***** GIVEN INFORMATION *****

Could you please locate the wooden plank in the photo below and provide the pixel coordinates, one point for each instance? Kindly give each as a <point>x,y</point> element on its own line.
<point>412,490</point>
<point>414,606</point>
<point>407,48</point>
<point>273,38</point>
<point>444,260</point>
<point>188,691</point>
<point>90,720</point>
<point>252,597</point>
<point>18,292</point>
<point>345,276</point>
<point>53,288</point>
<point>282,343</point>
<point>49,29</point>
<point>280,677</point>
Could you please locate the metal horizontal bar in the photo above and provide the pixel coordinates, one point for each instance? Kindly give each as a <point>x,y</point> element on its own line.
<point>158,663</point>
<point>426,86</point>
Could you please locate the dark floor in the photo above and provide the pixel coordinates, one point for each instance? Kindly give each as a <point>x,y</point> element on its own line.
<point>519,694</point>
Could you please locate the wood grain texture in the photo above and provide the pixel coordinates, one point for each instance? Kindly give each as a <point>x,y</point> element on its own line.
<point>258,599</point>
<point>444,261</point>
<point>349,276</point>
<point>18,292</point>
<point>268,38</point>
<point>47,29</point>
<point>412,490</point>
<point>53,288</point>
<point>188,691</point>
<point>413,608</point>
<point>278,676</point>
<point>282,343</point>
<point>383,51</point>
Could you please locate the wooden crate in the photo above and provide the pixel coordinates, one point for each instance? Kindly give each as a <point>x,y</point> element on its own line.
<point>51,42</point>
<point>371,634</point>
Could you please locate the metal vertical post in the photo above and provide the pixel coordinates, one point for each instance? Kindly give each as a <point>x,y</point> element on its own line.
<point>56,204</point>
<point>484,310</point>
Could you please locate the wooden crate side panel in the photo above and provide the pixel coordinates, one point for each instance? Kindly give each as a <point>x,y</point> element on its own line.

*****

Reproduce all of the items above line for line, without changing a single character.

_IN RESPONSE_.
Could you please locate the wooden plank in the photo below and provide the pixel coordinates, one point for each instance? Kindly give each as a <point>x,y</point> element on its own line.
<point>412,490</point>
<point>414,606</point>
<point>407,48</point>
<point>273,38</point>
<point>444,260</point>
<point>188,691</point>
<point>90,720</point>
<point>252,597</point>
<point>18,292</point>
<point>345,276</point>
<point>53,288</point>
<point>282,343</point>
<point>49,29</point>
<point>280,677</point>
Could you please locate the metal horizontal bar in the photo above and provide the pixel coordinates, one point for each instance? Kindly give each as a <point>x,y</point> element on its own line.
<point>158,663</point>
<point>426,86</point>
Could you please locate the dark floor in the photo above and provide the pixel coordinates, one point for each instance? Kindly give each as a <point>x,y</point> element on its own line.
<point>519,694</point>
Could you please locate the wood grain texture in the photo above and provide the pixel coordinates, one point for each instance? Kindly give each as a <point>x,y</point> element on its own line.
<point>258,599</point>
<point>444,261</point>
<point>349,276</point>
<point>18,292</point>
<point>268,38</point>
<point>47,29</point>
<point>412,490</point>
<point>53,288</point>
<point>188,691</point>
<point>413,608</point>
<point>278,676</point>
<point>282,343</point>
<point>383,51</point>
Could you please locate the wooden crate in the photo above and provide the pixel coordinates, one point for each instance? Kindly give each as a <point>x,y</point> element on its own line.
<point>51,42</point>
<point>371,634</point>
Could you please locate the metal vertical post in the photo above and provide the pixel coordinates, one point for each instance? Kindly give each as a <point>x,y</point> element on its own line.
<point>56,204</point>
<point>484,310</point>
Could you please locate the wooden crate side panel in the photo above and provide the pixel coordinates, one point for each instance? Kindly give each as a <point>x,y</point> element on its own line.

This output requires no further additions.